Yup, 1964, that was a standard size.

My 1976 Motobecane had 27" wheels, 1-1/4" tires, and that classic French fork -- long and curvy. Not great for racing but terrific for long rides on mixed pavement.

I enjoy my '89 Iroman but it's a bit twitchy in comparison, especially with the shorter 90mm stem I got from another BF member to replace the original (120 or 125, I think). On Thursday's ride on a fast downhill doing around 35 mph just coasting, I came across a set of three rubber rumble strips forgotten by a road crew. The black rumble strips blended with the pavement, which was a hodge podge of gray and black asphalt and chipseal, patched many times, so I didn't see the strips until it was too late to avoid them. I decided it was less dangerous (not to say "safer") to go straight over them rather than swerve toward the shoulder and risk sliding out on sandy gravel and debris. I was boxed in to my left by a passing car. Fortunately I was in the drops and had just enough time to relax my elbows to absorb the three consecutive jolts like a spring, so the front wheel barely bobbled. Not an experience I'd care to repeat.

But a bike with a longer wheelbase, more relaxed geometry and more favorable trail, like those 1960s bikes, would have handled that much more gracefully.

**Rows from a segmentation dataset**
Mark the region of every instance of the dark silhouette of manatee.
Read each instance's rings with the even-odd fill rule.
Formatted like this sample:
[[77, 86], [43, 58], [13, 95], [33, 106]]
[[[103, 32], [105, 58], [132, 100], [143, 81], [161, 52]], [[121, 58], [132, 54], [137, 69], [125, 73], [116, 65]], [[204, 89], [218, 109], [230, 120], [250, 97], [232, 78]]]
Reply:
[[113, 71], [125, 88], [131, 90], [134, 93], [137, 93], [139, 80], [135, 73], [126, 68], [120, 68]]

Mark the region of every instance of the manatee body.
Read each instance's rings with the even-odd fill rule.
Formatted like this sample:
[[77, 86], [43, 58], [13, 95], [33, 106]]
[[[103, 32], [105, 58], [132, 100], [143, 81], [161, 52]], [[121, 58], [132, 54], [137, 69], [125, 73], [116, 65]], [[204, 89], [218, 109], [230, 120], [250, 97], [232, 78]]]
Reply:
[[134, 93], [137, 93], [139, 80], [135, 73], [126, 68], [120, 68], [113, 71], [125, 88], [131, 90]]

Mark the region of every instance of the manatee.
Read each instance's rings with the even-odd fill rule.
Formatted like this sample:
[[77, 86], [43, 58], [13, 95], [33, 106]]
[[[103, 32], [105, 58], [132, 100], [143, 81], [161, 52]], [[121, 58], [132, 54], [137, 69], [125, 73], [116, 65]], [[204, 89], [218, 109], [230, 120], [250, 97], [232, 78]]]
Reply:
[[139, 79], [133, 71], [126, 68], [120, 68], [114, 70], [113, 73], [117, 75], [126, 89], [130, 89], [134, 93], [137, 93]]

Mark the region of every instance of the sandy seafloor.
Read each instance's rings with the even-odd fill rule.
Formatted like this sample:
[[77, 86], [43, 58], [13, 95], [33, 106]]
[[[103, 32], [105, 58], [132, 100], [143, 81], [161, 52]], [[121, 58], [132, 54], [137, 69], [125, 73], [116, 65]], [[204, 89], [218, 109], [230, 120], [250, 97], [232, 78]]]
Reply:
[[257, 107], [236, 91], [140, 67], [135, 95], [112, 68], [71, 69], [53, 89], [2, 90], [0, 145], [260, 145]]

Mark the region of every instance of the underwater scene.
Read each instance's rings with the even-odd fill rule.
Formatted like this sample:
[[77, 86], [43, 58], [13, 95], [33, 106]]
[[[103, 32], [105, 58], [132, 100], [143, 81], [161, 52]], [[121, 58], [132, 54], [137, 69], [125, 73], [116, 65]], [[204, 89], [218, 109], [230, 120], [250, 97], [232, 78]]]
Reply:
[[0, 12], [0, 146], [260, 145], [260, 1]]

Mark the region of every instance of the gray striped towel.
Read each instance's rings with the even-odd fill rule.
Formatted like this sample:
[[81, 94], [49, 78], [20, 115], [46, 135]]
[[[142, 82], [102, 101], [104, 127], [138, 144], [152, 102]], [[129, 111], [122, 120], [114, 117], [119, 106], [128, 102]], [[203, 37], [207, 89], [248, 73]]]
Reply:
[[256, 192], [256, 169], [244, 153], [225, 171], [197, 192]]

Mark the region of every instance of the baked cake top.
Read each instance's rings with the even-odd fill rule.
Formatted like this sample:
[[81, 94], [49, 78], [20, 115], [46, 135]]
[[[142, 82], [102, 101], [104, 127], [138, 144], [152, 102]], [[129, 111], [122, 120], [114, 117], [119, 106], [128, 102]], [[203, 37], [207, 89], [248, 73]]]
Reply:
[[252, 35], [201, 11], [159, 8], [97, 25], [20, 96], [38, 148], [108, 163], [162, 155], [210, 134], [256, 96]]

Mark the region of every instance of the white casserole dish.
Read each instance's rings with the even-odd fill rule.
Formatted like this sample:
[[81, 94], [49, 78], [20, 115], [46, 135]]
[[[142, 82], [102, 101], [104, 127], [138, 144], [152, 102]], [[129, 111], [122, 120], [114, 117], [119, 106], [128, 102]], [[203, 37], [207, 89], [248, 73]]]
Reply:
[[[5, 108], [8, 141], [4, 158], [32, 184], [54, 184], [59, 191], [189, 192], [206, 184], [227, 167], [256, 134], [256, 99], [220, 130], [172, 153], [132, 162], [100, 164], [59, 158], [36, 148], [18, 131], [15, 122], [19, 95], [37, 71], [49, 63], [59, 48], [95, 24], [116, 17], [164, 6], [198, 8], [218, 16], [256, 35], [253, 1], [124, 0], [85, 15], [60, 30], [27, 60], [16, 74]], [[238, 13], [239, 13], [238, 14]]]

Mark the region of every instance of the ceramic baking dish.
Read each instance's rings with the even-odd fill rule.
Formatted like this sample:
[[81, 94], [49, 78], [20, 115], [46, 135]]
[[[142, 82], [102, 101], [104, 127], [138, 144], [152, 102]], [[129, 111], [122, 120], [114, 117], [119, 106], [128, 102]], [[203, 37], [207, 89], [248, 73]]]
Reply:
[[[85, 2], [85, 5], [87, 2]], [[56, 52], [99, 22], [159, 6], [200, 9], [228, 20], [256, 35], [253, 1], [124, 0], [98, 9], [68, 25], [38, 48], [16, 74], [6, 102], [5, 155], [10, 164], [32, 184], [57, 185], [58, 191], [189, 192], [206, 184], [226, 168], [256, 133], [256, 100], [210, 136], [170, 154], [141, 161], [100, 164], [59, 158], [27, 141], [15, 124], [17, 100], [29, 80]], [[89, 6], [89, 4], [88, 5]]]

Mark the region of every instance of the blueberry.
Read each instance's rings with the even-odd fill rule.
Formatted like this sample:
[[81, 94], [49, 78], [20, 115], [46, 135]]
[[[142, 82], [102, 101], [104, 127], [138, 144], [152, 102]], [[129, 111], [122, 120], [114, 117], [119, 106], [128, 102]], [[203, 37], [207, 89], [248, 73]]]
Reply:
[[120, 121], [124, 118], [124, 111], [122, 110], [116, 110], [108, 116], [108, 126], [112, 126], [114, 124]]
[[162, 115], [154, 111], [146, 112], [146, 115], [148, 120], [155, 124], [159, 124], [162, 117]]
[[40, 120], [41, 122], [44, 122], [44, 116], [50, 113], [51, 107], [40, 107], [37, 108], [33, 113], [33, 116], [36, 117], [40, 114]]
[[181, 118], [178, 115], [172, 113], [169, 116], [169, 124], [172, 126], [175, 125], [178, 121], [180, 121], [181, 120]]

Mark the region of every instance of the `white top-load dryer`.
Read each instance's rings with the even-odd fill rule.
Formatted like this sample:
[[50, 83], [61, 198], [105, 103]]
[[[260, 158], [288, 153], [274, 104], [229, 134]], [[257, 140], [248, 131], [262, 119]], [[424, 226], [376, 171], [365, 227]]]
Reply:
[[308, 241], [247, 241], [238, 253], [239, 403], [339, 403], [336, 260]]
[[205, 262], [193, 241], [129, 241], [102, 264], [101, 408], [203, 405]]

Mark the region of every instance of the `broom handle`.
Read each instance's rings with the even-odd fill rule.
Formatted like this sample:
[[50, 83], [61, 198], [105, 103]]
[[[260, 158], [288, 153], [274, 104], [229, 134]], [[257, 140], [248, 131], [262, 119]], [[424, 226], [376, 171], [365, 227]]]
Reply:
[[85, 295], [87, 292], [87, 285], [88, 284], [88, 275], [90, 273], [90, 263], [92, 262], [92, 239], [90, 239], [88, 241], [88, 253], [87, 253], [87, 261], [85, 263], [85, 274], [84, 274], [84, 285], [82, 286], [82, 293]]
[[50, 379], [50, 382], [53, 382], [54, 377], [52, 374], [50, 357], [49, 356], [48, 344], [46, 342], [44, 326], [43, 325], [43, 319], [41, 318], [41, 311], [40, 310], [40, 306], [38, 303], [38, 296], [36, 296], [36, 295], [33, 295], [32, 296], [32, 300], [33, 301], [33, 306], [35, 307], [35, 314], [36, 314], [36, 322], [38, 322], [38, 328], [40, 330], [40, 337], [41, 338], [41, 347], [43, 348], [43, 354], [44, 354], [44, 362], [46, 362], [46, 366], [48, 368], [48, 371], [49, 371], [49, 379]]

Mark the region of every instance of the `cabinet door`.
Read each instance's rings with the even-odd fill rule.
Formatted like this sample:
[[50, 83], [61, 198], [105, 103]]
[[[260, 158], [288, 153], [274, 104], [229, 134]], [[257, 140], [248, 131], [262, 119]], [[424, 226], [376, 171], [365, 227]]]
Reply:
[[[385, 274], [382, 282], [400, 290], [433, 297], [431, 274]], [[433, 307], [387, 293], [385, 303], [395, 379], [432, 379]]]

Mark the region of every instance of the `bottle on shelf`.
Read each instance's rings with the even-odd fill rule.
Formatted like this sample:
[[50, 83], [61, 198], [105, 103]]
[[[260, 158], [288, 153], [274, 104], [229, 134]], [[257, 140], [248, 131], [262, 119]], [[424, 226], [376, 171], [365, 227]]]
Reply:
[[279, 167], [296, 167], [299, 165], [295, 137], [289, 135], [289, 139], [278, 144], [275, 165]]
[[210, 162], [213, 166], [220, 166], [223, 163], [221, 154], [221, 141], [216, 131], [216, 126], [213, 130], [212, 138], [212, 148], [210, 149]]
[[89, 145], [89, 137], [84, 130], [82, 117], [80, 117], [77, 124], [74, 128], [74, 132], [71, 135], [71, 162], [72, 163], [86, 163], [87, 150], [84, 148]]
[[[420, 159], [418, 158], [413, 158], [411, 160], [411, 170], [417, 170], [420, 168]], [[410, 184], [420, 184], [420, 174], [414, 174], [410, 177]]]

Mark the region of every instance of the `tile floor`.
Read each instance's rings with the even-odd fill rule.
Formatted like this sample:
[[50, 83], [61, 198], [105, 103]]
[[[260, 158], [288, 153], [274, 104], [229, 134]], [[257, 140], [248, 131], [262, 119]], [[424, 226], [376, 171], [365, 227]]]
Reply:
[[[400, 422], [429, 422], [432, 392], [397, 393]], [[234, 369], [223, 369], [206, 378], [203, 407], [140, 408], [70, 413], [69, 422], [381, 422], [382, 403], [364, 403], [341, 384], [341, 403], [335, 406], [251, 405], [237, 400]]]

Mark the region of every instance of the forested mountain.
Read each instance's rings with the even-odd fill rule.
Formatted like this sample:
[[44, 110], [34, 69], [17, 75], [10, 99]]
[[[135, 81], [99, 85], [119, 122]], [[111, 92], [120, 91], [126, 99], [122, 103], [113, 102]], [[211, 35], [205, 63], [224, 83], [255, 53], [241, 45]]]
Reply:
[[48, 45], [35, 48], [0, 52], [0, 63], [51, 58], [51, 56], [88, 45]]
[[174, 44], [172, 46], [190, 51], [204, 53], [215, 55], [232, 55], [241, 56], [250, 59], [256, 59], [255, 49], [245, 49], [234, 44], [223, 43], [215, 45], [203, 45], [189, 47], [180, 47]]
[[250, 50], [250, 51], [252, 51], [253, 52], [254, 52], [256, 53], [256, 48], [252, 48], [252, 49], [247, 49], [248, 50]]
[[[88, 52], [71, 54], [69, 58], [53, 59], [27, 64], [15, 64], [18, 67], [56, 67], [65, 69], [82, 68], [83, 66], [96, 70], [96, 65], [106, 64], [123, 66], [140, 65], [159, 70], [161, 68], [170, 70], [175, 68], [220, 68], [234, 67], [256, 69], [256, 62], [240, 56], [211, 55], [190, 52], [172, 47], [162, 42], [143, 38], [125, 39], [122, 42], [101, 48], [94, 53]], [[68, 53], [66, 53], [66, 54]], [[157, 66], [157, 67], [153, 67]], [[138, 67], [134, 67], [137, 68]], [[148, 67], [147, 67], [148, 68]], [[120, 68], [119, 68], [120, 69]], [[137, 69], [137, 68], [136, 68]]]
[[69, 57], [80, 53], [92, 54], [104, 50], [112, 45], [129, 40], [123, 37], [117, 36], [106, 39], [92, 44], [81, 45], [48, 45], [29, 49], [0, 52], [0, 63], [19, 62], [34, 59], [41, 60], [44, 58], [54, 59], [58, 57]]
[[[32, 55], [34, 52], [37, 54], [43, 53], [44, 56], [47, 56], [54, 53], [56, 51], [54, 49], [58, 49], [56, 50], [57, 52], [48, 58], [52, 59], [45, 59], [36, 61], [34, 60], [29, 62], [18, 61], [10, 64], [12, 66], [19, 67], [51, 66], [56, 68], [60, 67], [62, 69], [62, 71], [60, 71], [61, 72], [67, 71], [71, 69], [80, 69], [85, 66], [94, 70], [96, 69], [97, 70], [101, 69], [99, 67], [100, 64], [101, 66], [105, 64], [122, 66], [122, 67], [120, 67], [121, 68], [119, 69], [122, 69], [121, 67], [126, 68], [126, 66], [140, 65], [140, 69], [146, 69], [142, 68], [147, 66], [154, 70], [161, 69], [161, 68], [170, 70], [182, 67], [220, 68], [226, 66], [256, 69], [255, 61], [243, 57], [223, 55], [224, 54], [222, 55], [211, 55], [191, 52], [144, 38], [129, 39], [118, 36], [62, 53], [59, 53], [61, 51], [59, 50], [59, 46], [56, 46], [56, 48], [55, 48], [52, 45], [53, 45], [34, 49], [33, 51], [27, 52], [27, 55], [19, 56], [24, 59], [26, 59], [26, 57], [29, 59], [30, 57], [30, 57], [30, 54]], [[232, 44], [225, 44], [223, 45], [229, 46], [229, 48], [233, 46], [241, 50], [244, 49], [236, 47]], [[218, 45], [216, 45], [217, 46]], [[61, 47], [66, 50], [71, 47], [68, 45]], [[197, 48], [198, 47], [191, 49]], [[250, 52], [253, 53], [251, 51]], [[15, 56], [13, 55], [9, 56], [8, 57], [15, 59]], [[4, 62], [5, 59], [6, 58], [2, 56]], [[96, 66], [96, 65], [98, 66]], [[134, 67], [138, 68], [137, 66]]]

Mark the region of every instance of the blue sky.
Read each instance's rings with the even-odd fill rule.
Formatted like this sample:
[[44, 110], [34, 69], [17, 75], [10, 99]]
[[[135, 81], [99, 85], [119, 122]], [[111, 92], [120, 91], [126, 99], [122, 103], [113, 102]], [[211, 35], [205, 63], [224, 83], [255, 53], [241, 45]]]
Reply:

**What to do**
A – List every year or decade mentioned in the post about bicycle handling.
B – Print everything in the post about bicycle handling from "Yup, 1964, that" down to "on mixed pavement.".

**Expected answers**
A – 1964, 1976, '89, 1960s

B –
Yup, 1964, that was a standard size.

My 1976 Motobecane had 27" wheels, 1-1/4" tires, and that classic French fork -- long and curvy. Not great for racing but terrific for long rides on mixed pavement.